_Your instructions_
Please format the lines of the items below as a JSON list of strings, one string per line, starting at the line containing "Return one point per instance of the dusty" and ending at the line containing "pixel 904 336". Leave out any blank lines.

_Material for this exercise_
● ● ● ●
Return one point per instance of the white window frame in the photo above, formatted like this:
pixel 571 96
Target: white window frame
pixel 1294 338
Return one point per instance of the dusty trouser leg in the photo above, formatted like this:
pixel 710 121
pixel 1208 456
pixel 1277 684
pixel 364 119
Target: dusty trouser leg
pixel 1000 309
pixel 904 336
● ● ● ●
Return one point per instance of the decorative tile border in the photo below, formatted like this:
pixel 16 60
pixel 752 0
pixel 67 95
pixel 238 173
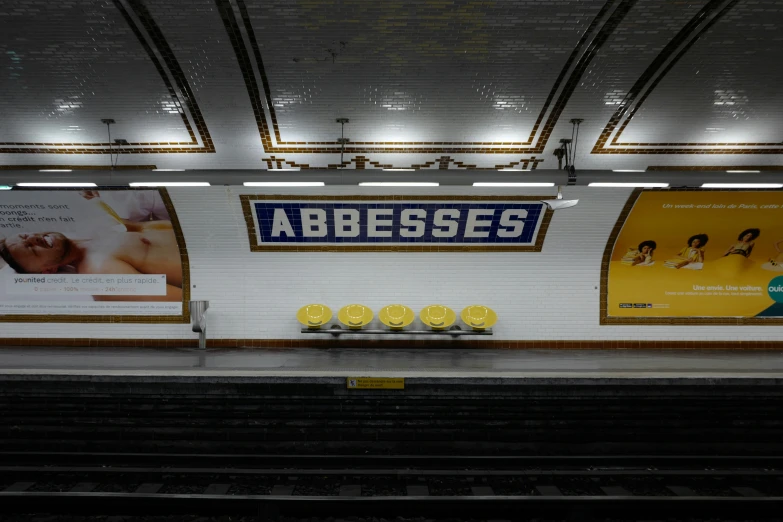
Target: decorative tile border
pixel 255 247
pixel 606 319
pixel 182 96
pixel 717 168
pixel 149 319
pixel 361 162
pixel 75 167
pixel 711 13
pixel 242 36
● ● ● ●
_Answer to this exercise_
[
  "Return one point per instance of the dusty trouser leg in the photo above, formatted like this:",
  "pixel 710 121",
  "pixel 1208 456",
  "pixel 1277 684",
  "pixel 364 119",
  "Target: dusty trouser leg",
  "pixel 1000 309",
  "pixel 904 336"
]